> _Your objective_: Reproduce every line of the data below, shifting each bounding box coordinate in the answers up by 82. Omit the pictures.

> _Input data_:

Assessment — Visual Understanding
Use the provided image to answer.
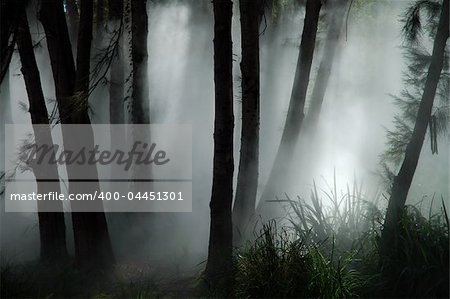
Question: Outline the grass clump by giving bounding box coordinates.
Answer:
[236,221,358,298]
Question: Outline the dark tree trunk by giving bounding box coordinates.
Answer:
[109,0,125,125]
[131,0,150,124]
[0,0,24,83]
[205,0,234,292]
[17,6,68,262]
[66,0,80,53]
[75,0,94,110]
[381,0,449,254]
[39,0,114,268]
[305,0,348,134]
[258,0,322,218]
[233,0,264,244]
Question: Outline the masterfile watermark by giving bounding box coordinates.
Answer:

> _Right answer_:
Assessment — Visual Understanding
Use the provided image to answer.
Question: Outline the grass clump by giving bounding box coordinates.
Answer:
[318,303,440,380]
Question: Outline the dark tree trunk by giving bounding box coordinates.
Answer:
[191,82,207,207]
[213,82,232,206]
[82,82,106,165]
[287,82,316,374]
[99,88,150,344]
[148,82,162,135]
[157,82,176,192]
[463,82,531,336]
[121,82,196,350]
[387,82,430,216]
[340,82,404,300]
[315,82,346,326]
Question: Outline the masterfile watermark by giving bounding box coordinates.
Answer:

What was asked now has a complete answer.